**Brano estratto:**
·····

Jimmy in quel mondo non c’è mai entrato davvero.

Tornando sui suoi passi (significativo anche questo) ed entrando nella biblioteca sceglie di intraprendere la carriera da avvocato. Ma perché? Proprio per quel senso di inadeguatezza nei confronti di Chuck. Vuole renderlo orgoglioso. Vuole che lo sguardo che il fratello gli rivolge nel dialogo a tre con Kim, uno sguardo di disprezzo e snobismo, sparisca. E vuole anche e soprattutto che Kim resti con lui.

In quel passato c’è un senso di angoscia e costrizione. Jimmy è come un lupo in gabbia. La telecamera ci restituisce questa sensazione tramite il geniale uso di un filtro.  Un filtro che desatura (come nel giallo) il colore. Che lo rende smorto e avviluppante. È lo stesso filtro, tanto per rendere l’idea, che viene usato in molti thriller per sottolineare la tensione e trasferire disagio nello spettatore.

·····

**Materiale fornito:**
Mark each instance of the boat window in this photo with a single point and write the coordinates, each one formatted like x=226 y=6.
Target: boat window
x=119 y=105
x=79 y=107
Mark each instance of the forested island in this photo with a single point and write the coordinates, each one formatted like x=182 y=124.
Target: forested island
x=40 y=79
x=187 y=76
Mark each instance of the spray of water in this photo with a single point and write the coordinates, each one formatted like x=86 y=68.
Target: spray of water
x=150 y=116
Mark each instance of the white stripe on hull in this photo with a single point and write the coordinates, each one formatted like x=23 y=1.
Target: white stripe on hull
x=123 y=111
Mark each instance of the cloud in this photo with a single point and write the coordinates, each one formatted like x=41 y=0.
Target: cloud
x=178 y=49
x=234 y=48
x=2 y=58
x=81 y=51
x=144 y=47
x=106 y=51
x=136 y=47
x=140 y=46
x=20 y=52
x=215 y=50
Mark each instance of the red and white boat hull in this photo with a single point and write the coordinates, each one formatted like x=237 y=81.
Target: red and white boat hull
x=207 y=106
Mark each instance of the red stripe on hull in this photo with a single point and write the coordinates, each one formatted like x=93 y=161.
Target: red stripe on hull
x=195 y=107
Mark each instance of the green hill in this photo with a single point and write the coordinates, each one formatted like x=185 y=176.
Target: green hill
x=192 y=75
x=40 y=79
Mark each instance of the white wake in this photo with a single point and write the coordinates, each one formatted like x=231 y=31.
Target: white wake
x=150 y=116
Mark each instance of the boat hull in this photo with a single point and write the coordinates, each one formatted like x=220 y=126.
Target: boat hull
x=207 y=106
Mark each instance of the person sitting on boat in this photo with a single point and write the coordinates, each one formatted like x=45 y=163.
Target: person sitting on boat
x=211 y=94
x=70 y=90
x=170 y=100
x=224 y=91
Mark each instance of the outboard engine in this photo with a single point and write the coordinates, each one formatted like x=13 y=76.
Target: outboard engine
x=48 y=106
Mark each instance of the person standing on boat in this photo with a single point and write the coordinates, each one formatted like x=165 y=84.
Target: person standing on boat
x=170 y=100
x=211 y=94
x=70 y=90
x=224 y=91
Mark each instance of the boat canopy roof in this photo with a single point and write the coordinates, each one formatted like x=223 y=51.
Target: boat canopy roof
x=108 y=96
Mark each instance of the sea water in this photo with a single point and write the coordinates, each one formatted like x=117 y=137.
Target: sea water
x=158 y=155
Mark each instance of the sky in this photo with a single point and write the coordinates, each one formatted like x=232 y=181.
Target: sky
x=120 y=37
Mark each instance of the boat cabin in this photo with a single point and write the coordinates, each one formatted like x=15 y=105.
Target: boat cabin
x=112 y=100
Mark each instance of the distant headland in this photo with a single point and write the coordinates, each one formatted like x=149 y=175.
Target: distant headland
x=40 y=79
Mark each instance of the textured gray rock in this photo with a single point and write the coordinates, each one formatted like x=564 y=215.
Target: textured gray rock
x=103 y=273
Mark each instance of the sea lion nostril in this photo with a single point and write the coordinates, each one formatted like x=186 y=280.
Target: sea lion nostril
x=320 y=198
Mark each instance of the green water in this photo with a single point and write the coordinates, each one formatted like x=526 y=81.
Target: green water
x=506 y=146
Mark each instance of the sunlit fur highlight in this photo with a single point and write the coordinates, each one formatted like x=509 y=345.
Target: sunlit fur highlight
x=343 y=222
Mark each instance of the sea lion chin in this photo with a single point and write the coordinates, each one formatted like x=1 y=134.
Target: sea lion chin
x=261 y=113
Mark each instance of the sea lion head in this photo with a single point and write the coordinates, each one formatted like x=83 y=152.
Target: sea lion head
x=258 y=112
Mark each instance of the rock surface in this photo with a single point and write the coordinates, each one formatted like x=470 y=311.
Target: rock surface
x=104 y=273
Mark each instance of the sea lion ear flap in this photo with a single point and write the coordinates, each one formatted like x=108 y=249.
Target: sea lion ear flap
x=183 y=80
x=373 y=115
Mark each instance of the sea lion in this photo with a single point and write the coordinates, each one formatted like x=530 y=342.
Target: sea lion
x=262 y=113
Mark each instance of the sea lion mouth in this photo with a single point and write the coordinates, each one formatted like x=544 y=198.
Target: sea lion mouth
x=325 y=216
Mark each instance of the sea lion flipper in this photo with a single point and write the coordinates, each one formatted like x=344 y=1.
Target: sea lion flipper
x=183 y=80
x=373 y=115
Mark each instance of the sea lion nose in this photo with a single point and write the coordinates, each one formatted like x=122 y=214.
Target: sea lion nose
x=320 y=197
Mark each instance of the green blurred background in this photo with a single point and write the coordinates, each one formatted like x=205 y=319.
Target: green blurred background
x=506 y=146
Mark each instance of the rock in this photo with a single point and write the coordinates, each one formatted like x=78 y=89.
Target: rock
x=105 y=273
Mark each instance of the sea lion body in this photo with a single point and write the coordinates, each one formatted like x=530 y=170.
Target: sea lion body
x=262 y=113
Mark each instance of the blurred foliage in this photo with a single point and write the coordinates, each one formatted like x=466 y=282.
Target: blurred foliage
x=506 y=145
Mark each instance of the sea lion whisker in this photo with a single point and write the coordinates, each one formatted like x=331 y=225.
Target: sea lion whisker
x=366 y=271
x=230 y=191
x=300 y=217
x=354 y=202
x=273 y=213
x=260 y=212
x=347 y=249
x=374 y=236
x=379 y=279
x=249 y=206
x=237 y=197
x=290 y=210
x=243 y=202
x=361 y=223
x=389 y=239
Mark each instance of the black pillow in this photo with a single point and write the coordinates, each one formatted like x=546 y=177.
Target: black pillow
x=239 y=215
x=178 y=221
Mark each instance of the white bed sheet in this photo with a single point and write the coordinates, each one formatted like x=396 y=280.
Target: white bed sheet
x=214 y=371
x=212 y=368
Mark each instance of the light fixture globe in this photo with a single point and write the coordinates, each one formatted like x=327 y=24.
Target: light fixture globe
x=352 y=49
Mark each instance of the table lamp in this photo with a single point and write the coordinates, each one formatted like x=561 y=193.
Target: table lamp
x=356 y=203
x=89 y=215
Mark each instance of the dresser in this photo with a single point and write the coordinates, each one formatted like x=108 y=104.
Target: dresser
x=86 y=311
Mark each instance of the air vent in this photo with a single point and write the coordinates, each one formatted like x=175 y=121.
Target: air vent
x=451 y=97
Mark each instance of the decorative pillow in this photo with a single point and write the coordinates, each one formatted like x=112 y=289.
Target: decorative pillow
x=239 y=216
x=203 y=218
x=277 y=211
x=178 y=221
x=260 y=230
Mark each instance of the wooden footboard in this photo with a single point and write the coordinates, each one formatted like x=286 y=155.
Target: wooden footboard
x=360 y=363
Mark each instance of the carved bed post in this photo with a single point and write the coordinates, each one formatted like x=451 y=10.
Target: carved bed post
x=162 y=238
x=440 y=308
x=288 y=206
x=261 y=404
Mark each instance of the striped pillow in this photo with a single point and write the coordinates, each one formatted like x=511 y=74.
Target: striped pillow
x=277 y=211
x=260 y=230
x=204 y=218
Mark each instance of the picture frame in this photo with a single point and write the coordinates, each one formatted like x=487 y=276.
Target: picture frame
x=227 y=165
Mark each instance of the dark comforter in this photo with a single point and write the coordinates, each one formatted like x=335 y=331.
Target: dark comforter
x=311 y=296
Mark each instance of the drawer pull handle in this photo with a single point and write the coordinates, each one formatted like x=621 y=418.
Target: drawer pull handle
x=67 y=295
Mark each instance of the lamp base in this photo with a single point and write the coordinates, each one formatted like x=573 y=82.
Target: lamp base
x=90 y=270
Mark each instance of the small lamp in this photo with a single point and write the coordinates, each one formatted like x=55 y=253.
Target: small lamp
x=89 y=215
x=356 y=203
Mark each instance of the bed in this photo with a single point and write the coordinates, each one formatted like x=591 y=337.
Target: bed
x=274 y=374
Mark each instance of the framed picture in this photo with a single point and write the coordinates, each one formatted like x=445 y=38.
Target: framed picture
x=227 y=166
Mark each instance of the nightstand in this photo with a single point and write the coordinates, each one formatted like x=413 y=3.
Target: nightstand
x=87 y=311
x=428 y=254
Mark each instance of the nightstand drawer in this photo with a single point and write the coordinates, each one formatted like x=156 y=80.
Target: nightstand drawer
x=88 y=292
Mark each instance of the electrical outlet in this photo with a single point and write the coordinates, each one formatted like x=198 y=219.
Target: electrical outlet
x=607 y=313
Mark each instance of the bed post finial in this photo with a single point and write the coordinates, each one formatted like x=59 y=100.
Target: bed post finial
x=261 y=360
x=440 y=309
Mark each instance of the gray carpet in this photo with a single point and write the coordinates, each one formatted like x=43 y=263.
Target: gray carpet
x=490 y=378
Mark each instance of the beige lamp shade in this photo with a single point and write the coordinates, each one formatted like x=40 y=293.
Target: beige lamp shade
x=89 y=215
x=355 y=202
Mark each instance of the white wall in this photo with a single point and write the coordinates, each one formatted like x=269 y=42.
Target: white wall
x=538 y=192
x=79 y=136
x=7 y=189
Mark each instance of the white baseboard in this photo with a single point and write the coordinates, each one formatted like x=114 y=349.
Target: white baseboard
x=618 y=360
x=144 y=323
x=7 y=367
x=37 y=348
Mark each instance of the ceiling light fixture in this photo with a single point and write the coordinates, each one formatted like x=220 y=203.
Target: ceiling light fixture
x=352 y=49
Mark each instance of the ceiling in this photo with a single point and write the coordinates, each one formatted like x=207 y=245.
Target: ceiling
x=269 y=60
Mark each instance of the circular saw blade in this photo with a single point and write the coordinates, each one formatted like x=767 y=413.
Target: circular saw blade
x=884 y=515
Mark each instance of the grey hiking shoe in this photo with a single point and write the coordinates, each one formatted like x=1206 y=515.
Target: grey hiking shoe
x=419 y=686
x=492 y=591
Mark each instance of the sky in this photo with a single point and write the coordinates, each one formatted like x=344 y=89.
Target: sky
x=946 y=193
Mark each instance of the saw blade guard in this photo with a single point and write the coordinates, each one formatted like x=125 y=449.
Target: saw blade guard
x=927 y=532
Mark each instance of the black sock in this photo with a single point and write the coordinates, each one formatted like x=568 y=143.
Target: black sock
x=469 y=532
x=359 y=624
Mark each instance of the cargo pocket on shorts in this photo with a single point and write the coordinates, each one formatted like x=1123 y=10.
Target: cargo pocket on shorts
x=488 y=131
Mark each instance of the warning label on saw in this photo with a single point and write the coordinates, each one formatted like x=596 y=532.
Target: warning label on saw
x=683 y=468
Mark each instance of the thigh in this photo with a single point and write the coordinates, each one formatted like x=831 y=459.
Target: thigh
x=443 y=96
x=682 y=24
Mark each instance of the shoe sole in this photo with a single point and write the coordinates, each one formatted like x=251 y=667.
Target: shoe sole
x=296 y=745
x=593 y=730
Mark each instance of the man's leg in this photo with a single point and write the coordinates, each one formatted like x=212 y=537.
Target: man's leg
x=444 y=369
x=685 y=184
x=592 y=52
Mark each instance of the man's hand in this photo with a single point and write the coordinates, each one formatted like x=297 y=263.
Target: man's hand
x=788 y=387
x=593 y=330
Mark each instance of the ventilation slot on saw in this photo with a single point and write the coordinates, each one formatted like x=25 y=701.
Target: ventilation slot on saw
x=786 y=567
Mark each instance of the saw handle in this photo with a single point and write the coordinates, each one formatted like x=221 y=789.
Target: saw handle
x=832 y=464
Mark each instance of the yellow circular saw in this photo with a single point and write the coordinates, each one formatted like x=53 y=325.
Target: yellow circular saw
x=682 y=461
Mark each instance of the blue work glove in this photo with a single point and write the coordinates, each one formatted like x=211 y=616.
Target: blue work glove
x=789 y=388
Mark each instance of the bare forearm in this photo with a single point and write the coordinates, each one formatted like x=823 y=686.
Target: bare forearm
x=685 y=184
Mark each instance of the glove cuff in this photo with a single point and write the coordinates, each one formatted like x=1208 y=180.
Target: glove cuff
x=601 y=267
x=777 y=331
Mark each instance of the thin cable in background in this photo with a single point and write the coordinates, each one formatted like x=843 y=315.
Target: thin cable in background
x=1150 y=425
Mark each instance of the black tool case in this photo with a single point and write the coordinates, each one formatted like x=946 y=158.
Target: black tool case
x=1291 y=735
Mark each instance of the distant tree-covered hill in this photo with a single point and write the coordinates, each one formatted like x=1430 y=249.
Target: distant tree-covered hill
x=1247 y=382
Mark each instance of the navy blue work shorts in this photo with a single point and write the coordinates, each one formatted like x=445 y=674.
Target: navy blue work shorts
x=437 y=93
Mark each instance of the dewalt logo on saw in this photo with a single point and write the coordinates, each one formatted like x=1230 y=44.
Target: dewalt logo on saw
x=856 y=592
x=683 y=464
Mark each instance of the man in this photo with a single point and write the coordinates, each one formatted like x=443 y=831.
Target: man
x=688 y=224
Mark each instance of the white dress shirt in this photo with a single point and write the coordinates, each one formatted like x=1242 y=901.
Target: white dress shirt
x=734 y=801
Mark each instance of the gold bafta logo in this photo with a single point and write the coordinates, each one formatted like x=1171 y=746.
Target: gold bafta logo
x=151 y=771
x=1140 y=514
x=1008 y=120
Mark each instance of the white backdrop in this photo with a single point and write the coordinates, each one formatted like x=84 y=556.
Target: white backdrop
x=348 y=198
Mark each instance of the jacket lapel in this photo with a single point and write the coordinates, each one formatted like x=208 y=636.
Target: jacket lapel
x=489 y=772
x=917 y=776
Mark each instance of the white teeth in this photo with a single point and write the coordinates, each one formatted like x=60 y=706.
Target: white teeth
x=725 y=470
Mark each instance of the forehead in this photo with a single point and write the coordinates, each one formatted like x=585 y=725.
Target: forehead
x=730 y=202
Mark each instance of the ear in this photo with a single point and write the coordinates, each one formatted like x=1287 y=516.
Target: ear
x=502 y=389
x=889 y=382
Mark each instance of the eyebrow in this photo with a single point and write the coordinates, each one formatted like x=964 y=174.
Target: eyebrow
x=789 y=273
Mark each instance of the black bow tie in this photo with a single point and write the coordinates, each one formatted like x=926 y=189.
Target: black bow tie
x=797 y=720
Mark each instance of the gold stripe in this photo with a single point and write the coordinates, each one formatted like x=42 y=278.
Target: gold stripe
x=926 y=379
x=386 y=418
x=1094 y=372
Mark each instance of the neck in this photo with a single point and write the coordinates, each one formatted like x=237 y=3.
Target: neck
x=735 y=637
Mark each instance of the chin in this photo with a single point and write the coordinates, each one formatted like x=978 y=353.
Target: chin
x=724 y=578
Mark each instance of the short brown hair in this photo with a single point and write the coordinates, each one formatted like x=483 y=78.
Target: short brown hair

·····

**Compito richiesto A:** Secondo il brano su Jimmy e Chuck, quale carriera sceglie di intraprendere Jimmy entrando nella biblioteca?
**Compito richiesto B:** Prosegui il brano su Jimmy e Chuck a partire dalla sua ultima frase, quella sul filtro usato nei thriller.

**Risposta all'esercizio A:** La carriera da avvocato.

**Risposta all'esercizio B:**
Il disagio qui, però, non è solo il nostro ma è soprattutto quello di Jimmy.

Di un uomo che voleva (e tuttora non può) essere avvocato a modo suo. Nessuno può accettarlo a causa dei suoi metodi. Non ha potuto Chuck, tantomeno Howard e la Davis & Main. Perché Jim è un estemporaneo, incosciente e geniale teleimbonitore sempre pronto a qualche scorciatoia.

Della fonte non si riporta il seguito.